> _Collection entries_
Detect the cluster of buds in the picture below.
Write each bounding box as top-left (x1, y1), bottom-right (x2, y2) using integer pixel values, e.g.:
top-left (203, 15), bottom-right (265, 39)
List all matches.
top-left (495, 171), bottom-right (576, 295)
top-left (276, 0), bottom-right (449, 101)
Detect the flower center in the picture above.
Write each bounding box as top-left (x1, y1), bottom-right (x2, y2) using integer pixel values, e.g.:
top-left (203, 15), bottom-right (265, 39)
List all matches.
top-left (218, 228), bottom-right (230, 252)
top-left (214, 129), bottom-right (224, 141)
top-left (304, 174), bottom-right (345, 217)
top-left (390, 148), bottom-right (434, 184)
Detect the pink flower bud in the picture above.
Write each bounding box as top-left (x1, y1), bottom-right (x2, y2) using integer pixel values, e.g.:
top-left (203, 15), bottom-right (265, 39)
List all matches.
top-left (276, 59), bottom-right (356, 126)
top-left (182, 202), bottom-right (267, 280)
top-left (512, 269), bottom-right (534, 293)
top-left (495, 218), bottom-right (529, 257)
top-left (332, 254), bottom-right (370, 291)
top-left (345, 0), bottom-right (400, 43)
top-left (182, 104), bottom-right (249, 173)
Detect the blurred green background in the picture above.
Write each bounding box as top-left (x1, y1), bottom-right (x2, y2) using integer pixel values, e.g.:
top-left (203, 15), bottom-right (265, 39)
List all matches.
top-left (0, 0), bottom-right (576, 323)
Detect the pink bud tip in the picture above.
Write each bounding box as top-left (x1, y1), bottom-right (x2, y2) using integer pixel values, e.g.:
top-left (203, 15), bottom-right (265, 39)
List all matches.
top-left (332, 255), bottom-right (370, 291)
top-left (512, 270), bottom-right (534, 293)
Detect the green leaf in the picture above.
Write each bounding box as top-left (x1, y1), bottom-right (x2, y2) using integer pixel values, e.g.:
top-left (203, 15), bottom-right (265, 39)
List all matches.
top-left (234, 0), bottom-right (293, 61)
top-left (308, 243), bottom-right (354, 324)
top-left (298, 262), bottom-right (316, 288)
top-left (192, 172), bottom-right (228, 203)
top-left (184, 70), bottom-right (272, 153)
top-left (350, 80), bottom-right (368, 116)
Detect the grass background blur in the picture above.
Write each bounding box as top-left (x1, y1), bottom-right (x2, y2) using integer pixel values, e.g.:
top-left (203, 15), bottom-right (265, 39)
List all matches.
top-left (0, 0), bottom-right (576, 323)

> _WRITTEN PROBLEM_
Rewrite every line from the one containing "Detect the grass" down to the end of the data, adding -94 to each pixel coordinate in the answer bounding boxes. Keep the coordinates in the line after "e.g.:" unchanged.

> _REPLY TO THE EXERCISE_
Detect the grass background blur in the picture above.
Write each bounding box as top-left (x1, y1), bottom-right (x2, y2) using integer pixel values, e.g.:
top-left (203, 15), bottom-right (265, 39)
List all matches.
top-left (-94, -94), bottom-right (482, 229)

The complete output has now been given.